(Saved entries):
::::
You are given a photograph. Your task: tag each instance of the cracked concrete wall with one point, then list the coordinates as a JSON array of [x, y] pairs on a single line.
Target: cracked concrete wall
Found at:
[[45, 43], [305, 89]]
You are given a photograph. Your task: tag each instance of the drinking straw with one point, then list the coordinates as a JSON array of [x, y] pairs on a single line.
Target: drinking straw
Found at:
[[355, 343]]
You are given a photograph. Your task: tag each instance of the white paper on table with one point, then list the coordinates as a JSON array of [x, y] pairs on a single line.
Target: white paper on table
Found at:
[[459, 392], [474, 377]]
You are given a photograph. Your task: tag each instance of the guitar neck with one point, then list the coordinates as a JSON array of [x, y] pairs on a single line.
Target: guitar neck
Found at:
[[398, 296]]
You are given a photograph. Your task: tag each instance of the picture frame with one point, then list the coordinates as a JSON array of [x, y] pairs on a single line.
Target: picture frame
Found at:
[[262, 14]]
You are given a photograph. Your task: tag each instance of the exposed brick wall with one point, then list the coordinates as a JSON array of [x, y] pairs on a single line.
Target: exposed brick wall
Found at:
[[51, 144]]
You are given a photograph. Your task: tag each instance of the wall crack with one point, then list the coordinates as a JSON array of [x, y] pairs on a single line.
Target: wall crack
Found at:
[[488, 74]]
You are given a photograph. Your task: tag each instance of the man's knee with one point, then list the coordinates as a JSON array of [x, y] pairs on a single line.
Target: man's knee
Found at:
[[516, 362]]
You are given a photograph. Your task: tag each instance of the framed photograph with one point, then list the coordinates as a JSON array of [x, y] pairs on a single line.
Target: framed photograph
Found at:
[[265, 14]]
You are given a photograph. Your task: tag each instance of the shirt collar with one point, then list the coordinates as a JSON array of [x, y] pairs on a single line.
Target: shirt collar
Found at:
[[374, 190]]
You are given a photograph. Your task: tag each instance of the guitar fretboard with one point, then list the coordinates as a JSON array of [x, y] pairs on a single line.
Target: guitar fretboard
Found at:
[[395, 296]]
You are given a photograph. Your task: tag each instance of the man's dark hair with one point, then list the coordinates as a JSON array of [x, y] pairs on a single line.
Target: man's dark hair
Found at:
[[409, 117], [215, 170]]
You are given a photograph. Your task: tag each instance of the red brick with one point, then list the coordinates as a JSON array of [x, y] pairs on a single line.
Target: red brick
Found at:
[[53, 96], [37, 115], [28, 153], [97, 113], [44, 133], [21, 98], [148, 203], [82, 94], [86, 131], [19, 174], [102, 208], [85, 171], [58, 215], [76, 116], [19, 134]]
::::
(About this task): Produce a verbatim transcription of the entries above.

(Answer to this problem):
You are given a photograph. Your task: tag each instance of the cracked concrete wall with one point, then list the coordinates as a JSON array of [x, y] pairs on a single line.
Target: cracked concrete wall
Found at:
[[45, 43], [305, 89]]
You are given a photograph. Your task: tag each instance of the drinking straw with one point, then list the coordinates as a JSON array of [x, y] pairs on a single line.
Target: drinking straw
Found at:
[[355, 343]]
You are given a photograph. Your task: tag each instance of the white paper on table with one point, then list the coordinates as a JSON array of [x, y] pairs on a single line.
Target: white paper on table
Found at:
[[459, 392], [474, 377]]
You are given a photograph. Your task: tag each instance of the guitar neck with one point, then list the coordinates as a JSON array of [x, y] pairs on a single line.
Target: guitar neck
Found at:
[[398, 296]]
You are given a photograph. Your task: tag each instance of the picture frame with one point, then list the coordinates as a JSON array of [x, y] pairs on a single line.
Target: picture frame
Found at:
[[262, 14]]
You are given a photograph. Your task: tag each instance of the exposed brick wall with one point, then list the coordinates as a JSON array of [x, y] pairs on a single line.
Target: exposed brick wall
Found at:
[[51, 144]]
You are given a photograph. Your task: tag each instance of the wall crack with one point, then list the coordinates as a JSON array of [x, y] pairs on a single line.
Target: wall crack
Found at:
[[488, 74]]
You are given a photograph. Your task: tag each instance of the man's knee with one point, then list the coordinates as a JSON array of [x, y] pairs on a single line.
Target: man's knee
Found at:
[[516, 362]]
You are given a photograph. Your task: tag each instance of the framed photograph with one point, then list the coordinates as a JSON array of [x, y] pairs on a single line.
Target: framed photograph
Found at:
[[265, 14]]
You are given a photograph. Your task: tag each instance of the shirt collar with one point, then list the coordinates as a JSON array of [x, y] pairs on a single line.
Target: shirt collar
Found at:
[[374, 190]]
You are given a photograph. Your task: tag each instance of the guitar fretboard with one point, then list the coordinates as a JSON array of [x, y] pairs on a single line.
Target: guitar fretboard
Found at:
[[395, 296]]
You are given a photograph. Your task: tag each instance of the man's dark hair with one point, then list the coordinates as a JSON array of [x, y] pairs on a single line.
Target: man's dark hair
Found at:
[[409, 117], [215, 170]]
You are given a photograph. Your task: tag each instance of the red brick with one point, then list the coordinates as a JSON array of [x, y] pairs on a single line.
Target: red brick
Found at:
[[53, 96], [37, 115], [28, 153], [97, 113], [44, 133], [21, 98], [148, 203], [82, 94], [86, 131], [19, 174], [102, 208], [85, 171], [58, 215], [76, 116], [19, 134]]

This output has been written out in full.